Prompt 1
Format the entries as a numbered list, from their first line through the line containing "Mark the region of every instance of the blue", and omit any blank lines.

Selection
+++++

TODAY I HAVE ACHIEVED ABSOLUTELY NOUGHT
IN JUST BEING OUT OF THE HOUSE, I'VE LOST OUT
IF I WANTED TO END UP WITH MORE NOW
I SHOULD'VE JUST STAYED IN BED, LIKE I KNOW HOW

I guess the main problem was that I thought it was Wednesday until the day was nearly half over.

So I got up to cross the guard, made a mug of tea to bring to class (as it was bloody cold as hell outside), and tried to transport said mug with me to class. What an inopportune time to forget gloves. So I got to the building with no fingers (at least as far as I could feel), and I ran into the classroom, only a little late. Only, as soon as I got into the class, it didn't seem very familiar. For one thing, it wasn't my professor, replaced instead by a fat man in a jogging suit. Oh well, I thought. Might be a sub for the day. And the class did seem unusually full [of Asian people], but again, I was flustered. So I sat down on a desk to the side (and had it pointed out to me that said desk was on the verge of collapse) and at least planned on listening. Turns out this was actuarial science. Took me a moment to figure this out. I mean, I immediately could have told you this wasn't my major, what with the talk of Greek letters and loss models and intergals and whatnot, but it took a while to catch on that they were calculating how feasible some people were to insure. Fascinating stuff. I didn't want to leave the class, as I'd just caused such a commotion coming in, and I didn't think it was right to read in class, for everyone else was scrupiously taking notes. So I sat and listened. For 50 minutes. At the end of class, we were given a pop quiz. I was less distraught than the others. I wrote a little story on mine about how I ended up in the wrong class (at this point, I was still unaware it was Thursday, thinking maybe the class had changed locations without my knowledge) or how possibly I was in the Twilight Zone episode where everyone is the world is an actuary, in which case I would need to get out a noose, and they would need to calculate how worthwhile it would be to insure me then. It was also supposed to be a group quzz, so a kid turned to me and asked for my answers. "Trust me, man." I said. "You don't want what I'm peddlin'."

That done, I had about 2 hours until my next class. Having recently gained the feeling back in my digits, I wasn't about to lose it again and decided to hang out in the psych building for those 2 hours. Maybe take a nap, maybe read a bit. The only spot I could find a chair, however, was in the atrium of the building. While it is not as cold in there as outside, it is certainly not as warm in there as inside, so I left all my layers on (Cat hat included). The car I sat in was broken as fuck and not nearly big enough for a nap, but I folded myself into any number of illogical positions (One of them an upside down perch if memory can be believed). A little before my class started, I saw this girl or something, and it dawned on me this might not have been my day (literally). So, having pretty much shat all, I went to the one class I could make it to, and that was that. The rest of the day was spent making Kyle's "Robots vs. Pirates" t-shirt (which, admittedly, did turn out pretty sweet) and eating little Valentine boxes of Nerds that Shelly's mom had sent her.

I'll concur I'm a cretin if you concur you're ugly.

+++++

The data
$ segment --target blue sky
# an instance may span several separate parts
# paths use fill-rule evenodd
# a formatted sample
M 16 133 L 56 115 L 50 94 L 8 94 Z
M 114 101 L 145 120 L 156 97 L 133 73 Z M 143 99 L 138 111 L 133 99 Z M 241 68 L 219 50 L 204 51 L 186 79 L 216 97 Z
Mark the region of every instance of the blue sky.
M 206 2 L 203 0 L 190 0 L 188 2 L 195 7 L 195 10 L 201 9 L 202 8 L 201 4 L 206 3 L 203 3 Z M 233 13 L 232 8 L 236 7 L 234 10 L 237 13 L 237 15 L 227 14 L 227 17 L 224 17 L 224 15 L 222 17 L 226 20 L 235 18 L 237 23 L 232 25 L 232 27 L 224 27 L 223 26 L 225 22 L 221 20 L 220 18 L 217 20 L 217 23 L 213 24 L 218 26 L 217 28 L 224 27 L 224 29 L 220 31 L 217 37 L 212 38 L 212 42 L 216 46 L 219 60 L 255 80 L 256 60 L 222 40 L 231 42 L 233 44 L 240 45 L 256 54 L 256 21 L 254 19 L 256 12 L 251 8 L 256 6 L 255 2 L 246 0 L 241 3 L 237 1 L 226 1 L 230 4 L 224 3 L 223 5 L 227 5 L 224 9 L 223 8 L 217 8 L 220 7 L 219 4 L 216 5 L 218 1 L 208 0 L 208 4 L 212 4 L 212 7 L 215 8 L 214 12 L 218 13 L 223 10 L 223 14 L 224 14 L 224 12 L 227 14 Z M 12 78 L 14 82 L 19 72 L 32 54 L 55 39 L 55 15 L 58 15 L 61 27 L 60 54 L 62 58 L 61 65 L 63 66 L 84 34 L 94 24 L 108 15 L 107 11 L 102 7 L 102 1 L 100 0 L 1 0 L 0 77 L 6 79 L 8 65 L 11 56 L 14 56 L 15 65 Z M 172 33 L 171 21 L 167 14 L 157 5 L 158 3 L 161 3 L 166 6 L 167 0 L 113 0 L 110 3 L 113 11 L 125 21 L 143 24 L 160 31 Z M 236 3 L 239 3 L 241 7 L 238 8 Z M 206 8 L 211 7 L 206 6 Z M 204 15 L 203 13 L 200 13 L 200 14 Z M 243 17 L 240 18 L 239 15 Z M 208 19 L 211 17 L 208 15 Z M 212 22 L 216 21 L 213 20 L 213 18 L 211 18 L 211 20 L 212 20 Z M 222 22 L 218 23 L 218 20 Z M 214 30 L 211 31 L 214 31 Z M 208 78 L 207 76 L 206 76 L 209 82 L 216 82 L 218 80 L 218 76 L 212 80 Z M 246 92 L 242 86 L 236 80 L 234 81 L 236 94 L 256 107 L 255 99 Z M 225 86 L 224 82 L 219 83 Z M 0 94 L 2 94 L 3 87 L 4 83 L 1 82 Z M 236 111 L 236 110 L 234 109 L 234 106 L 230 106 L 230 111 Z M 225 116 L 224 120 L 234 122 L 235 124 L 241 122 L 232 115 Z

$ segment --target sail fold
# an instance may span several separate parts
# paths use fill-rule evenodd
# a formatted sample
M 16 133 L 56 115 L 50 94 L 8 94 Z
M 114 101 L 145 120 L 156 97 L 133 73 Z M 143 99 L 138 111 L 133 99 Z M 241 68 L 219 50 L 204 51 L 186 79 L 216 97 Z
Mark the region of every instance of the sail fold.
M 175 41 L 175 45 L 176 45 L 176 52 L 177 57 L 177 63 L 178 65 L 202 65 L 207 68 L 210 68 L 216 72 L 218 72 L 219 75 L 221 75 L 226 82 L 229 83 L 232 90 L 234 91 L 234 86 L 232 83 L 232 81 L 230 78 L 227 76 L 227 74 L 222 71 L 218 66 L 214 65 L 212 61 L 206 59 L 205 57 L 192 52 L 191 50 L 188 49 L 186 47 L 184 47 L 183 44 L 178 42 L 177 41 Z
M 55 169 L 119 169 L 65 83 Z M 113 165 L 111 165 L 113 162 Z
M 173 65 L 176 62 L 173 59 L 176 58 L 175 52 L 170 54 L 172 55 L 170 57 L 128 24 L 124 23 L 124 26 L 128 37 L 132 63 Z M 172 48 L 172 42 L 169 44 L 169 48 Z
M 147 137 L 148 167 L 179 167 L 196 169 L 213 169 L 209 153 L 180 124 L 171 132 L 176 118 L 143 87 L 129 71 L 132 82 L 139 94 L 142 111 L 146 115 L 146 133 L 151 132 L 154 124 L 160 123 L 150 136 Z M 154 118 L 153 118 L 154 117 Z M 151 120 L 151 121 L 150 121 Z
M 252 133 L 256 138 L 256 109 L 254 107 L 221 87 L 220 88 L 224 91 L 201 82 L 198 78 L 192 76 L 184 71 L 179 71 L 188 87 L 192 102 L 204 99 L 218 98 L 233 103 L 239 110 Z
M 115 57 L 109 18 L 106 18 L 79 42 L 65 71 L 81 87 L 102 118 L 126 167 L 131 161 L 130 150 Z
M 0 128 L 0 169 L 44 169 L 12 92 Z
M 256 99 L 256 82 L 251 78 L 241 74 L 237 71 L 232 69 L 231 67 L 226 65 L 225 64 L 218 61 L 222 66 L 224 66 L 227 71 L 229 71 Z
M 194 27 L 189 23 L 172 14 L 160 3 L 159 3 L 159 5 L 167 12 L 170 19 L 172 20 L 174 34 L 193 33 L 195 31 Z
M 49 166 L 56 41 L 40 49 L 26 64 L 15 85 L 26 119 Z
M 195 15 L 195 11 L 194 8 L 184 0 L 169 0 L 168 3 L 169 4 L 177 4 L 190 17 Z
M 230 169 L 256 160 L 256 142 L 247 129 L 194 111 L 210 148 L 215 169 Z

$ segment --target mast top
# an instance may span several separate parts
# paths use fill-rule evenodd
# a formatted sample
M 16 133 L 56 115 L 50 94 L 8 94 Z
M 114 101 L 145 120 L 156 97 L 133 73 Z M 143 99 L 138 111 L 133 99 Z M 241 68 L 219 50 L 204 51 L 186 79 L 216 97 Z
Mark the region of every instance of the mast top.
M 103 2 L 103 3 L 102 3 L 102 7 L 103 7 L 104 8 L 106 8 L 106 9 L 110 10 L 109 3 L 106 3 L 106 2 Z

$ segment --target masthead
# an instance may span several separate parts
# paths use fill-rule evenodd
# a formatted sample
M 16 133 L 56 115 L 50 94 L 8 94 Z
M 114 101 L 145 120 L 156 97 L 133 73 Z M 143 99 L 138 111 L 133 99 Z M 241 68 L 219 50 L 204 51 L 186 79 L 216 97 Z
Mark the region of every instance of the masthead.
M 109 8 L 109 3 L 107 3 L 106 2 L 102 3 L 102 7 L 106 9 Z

+++++

Prompt 2
Using the post about the wrong class, state whether each statement agrees with it: (a) The writer believed it was Wednesday until the day was nearly half over. (b) The writer remembered to bring gloves. (c) The class the writer walked into turned out to be actuarial science.

Complete output 1
1. $ segment --target blue sky
2. # an instance may span several separate parts
3. # paths use fill-rule evenodd
4. # a formatted sample
5. M 16 133 L 56 115 L 50 94 L 8 94 Z
6. M 114 101 L 145 120 L 156 97 L 133 73 Z M 143 99 L 138 111 L 133 99 Z M 241 68 L 219 50 L 204 51 L 186 79 L 216 97 Z
7. Mark the region of every instance of the blue sky.

Complete output 2
(a) Yes: "I thought it was Wednesday until the day was nearly half over."
(b) No: "What an inopportune time to forget gloves."
(c) Yes: "Turns out this was actuarial science."